◆ Problem statement ◆
Please rewrite everything in the listing from the line containing "Confirm that each instance of the carved wooden totem" down to the line containing "pixel 469 230", changing "Marked points" to "Labeled points" and leaving all else unchanged. Give only those lines.

#####

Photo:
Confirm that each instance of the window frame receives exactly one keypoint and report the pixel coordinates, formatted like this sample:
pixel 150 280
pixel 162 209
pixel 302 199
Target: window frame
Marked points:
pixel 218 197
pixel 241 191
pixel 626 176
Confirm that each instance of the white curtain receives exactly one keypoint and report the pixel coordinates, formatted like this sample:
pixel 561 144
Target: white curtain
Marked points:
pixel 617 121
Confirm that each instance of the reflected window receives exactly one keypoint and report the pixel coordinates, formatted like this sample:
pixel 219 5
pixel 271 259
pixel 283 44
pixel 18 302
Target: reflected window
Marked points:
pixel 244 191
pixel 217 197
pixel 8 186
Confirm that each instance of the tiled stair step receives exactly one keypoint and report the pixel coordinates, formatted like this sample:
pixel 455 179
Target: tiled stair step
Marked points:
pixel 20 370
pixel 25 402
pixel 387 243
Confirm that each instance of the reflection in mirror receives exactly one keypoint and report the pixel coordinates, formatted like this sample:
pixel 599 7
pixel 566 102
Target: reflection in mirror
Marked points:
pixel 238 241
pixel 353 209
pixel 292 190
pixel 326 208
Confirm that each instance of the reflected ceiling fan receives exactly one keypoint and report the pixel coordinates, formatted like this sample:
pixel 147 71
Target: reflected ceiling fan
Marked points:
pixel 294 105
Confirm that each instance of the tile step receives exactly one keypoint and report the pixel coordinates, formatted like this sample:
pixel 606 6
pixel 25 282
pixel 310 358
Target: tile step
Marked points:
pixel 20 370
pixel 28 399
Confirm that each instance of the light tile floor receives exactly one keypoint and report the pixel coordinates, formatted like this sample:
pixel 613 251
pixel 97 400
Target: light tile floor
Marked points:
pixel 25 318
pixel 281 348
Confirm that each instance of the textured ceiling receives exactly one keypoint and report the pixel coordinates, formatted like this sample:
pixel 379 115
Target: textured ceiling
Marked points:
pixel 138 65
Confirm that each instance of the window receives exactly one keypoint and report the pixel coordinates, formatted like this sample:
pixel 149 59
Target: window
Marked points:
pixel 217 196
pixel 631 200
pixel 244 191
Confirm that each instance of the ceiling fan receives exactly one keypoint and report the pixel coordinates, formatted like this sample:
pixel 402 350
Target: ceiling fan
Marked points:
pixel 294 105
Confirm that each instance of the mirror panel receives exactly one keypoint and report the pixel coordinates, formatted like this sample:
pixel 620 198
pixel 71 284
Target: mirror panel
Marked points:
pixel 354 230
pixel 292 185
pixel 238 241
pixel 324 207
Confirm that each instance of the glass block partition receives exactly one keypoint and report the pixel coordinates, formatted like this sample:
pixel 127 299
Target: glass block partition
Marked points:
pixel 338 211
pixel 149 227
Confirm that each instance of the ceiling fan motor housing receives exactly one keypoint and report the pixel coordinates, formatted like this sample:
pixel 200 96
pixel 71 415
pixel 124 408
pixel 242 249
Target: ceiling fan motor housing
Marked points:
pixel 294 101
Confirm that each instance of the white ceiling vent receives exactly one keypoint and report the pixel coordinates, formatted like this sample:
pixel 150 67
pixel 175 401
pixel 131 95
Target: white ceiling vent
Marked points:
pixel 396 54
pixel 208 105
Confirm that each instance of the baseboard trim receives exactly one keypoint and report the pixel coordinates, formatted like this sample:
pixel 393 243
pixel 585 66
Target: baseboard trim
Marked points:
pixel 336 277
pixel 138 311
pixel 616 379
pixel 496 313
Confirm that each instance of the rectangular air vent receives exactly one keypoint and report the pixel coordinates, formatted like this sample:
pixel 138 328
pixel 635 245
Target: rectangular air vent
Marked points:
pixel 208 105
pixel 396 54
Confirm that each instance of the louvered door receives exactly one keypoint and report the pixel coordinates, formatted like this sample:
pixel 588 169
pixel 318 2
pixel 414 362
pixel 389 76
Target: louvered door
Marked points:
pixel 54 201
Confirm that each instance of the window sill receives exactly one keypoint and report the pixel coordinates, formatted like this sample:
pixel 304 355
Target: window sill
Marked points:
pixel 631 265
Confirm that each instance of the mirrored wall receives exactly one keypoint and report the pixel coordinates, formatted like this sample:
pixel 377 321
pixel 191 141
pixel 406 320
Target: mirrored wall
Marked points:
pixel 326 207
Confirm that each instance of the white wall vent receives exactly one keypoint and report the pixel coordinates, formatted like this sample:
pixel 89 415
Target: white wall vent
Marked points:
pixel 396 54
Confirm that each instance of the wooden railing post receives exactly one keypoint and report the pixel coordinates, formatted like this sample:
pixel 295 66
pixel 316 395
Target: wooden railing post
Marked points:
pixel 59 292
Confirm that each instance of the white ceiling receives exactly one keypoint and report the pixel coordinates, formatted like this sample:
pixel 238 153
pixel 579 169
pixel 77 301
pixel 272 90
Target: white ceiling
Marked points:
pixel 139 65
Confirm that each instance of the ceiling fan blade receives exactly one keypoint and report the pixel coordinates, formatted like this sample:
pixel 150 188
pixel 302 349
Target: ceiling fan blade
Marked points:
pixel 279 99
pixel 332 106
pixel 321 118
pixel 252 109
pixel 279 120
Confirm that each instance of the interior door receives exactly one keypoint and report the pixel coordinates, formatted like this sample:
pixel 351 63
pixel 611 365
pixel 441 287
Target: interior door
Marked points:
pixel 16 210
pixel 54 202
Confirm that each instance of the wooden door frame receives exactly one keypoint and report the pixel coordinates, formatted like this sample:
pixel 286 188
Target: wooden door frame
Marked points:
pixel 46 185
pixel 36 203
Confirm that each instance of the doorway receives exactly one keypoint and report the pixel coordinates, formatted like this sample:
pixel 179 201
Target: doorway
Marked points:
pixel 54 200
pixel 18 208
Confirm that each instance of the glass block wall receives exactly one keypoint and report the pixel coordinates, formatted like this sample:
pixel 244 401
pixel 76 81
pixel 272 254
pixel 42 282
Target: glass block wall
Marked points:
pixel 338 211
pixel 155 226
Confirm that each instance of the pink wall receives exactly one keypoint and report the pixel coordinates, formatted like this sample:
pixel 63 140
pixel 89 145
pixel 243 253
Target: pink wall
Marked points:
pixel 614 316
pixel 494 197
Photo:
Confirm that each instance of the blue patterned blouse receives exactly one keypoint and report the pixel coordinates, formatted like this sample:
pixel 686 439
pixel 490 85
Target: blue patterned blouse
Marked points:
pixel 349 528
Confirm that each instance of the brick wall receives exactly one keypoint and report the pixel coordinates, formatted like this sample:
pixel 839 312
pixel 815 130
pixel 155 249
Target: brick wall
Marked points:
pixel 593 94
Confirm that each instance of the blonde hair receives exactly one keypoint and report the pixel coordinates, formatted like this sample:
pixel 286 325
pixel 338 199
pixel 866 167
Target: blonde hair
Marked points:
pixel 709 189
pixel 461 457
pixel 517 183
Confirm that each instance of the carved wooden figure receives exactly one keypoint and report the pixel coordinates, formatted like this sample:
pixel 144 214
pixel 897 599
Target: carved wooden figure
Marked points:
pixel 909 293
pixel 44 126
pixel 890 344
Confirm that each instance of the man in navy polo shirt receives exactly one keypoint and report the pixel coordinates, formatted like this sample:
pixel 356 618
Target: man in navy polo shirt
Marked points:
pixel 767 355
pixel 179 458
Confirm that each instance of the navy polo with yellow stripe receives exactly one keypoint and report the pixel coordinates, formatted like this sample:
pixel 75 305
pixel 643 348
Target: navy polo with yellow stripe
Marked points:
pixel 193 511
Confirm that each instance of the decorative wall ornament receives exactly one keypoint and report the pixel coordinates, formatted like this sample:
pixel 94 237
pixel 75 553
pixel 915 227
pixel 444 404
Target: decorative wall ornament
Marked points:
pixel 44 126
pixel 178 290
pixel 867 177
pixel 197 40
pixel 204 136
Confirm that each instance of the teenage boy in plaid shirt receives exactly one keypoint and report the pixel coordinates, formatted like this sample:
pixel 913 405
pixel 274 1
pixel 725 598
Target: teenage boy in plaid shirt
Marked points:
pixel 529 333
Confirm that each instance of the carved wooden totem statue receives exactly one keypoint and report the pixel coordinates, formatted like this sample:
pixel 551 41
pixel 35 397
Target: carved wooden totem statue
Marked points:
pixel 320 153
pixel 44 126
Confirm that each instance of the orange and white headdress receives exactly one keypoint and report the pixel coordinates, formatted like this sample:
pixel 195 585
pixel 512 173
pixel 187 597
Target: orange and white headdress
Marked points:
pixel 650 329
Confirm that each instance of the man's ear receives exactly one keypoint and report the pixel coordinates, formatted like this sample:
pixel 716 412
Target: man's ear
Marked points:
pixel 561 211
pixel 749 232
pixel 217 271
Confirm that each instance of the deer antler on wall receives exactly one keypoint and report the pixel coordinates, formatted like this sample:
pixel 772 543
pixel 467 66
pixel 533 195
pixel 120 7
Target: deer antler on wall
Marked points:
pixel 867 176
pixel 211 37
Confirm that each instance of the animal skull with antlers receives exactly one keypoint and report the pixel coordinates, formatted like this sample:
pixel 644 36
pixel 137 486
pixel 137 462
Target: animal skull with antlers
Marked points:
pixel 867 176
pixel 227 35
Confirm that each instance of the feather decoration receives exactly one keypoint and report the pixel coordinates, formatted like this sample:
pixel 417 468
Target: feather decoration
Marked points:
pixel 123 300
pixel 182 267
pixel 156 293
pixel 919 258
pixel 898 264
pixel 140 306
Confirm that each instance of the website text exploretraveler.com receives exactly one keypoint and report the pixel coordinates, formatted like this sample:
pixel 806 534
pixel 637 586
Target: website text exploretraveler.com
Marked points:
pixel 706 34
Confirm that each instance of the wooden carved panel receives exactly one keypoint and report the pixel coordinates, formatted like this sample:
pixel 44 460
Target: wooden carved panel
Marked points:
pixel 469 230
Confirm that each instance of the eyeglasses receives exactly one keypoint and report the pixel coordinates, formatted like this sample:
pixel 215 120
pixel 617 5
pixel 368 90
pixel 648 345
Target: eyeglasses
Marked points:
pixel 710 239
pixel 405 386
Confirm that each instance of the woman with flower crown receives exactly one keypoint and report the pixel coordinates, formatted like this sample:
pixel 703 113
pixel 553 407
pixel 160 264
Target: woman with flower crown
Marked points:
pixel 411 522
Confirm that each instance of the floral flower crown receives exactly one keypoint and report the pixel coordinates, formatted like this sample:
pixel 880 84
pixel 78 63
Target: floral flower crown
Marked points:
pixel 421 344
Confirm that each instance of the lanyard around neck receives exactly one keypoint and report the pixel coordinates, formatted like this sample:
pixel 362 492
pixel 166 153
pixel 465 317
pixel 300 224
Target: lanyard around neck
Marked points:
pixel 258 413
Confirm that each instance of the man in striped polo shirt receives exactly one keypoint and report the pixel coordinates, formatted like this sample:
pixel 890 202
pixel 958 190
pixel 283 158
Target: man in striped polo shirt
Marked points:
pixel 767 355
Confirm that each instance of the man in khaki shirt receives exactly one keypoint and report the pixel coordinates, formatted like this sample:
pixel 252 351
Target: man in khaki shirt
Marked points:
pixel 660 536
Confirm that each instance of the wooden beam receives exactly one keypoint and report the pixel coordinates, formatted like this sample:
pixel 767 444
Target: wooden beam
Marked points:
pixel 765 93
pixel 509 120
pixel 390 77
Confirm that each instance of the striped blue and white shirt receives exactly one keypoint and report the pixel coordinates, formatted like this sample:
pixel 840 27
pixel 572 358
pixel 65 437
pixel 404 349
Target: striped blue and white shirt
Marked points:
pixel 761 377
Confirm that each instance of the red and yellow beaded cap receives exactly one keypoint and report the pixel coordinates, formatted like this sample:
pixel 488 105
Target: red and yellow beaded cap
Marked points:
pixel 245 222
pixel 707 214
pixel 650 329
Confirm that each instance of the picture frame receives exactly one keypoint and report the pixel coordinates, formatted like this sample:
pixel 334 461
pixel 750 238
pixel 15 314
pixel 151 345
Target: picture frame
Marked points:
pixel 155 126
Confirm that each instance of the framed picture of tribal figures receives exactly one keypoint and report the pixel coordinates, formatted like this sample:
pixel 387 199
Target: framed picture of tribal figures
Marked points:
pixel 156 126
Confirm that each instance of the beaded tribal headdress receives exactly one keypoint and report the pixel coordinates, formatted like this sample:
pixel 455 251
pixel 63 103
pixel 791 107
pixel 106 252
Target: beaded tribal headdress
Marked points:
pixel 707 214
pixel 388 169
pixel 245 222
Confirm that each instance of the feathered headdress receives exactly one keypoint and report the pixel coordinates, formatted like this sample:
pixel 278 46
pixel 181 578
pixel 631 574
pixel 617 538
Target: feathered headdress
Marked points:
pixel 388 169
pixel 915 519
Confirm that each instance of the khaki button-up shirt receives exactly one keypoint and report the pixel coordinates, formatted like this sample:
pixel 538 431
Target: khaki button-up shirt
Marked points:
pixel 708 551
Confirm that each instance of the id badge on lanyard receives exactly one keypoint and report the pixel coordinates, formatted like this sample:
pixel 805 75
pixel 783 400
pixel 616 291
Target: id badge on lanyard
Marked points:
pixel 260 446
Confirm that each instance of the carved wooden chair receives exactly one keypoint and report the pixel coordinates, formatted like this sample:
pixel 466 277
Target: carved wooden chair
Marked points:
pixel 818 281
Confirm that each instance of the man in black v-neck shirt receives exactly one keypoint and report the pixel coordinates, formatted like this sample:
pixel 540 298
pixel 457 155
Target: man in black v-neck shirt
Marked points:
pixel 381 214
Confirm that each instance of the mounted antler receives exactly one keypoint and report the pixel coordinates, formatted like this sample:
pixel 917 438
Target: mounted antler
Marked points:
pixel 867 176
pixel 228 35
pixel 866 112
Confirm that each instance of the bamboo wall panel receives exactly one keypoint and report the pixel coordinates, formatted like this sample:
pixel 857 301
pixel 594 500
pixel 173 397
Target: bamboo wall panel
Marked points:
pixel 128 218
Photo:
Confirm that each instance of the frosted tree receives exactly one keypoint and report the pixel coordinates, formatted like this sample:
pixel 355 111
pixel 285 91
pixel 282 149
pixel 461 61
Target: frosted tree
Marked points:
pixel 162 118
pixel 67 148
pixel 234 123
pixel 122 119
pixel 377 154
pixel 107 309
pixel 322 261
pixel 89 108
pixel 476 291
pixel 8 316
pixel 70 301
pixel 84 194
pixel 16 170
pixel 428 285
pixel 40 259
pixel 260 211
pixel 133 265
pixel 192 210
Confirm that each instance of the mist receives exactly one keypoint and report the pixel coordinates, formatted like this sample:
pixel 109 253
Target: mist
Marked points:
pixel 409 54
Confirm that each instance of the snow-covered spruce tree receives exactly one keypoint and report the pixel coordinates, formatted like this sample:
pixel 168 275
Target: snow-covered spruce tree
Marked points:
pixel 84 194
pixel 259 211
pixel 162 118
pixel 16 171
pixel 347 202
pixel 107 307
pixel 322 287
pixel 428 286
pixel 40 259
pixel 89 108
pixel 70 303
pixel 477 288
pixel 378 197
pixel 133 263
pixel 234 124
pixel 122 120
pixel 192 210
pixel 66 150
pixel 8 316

#####

◆ Task response ◆
Confirm that each instance of the carved wooden totem statue receives exactly one keypoint and report the pixel coordinates, formatted like this sample:
pixel 551 41
pixel 35 397
Target: carved wooden totem statue
Labeled points:
pixel 320 153
pixel 44 126
Confirm that each instance of the orange and white headdress receives exactly one keypoint and report the pixel coordinates, formatted like this sample:
pixel 195 585
pixel 512 173
pixel 187 597
Target: orange and white headdress
Labeled points:
pixel 650 329
Confirm that each instance of the man's ear receives exactly one keypoint and report the pixel coordinates, formatted like this sample:
pixel 716 412
Target: man's ear
Labeled points:
pixel 561 211
pixel 749 232
pixel 217 271
Confirm that each instance of the deer antler on wall receives exactly one keypoint and report the pixel coordinates, formatted like this sample:
pixel 772 543
pixel 467 66
pixel 533 195
pixel 120 7
Target: deer antler on wall
Labeled points:
pixel 867 176
pixel 211 37
Confirm that each instance of the animal skull with antlers receives exactly one keypoint and report the pixel coordinates, formatted like this sample:
pixel 644 36
pixel 137 486
pixel 137 462
Target: animal skull with antlers
Labeled points:
pixel 867 176
pixel 227 35
Confirm that each instance of the feather decoration receives exactly one keypoint and report the pixel coordinates, formatted like this sample:
pixel 417 468
Target: feather decoration
Labeled points:
pixel 123 300
pixel 182 267
pixel 156 293
pixel 919 258
pixel 898 264
pixel 140 306
Confirm that each instance of the website text exploretraveler.com receives exactly one keypoint and report the pixel coordinates, formatted like this sample:
pixel 806 534
pixel 637 586
Target: website text exploretraveler.com
Labeled points:
pixel 706 34
Confirm that each instance of the wooden carved panel receives exactly one keypoint and report the pixel coordinates, formatted like this sample:
pixel 44 460
Target: wooden carved panel
Labeled points:
pixel 469 230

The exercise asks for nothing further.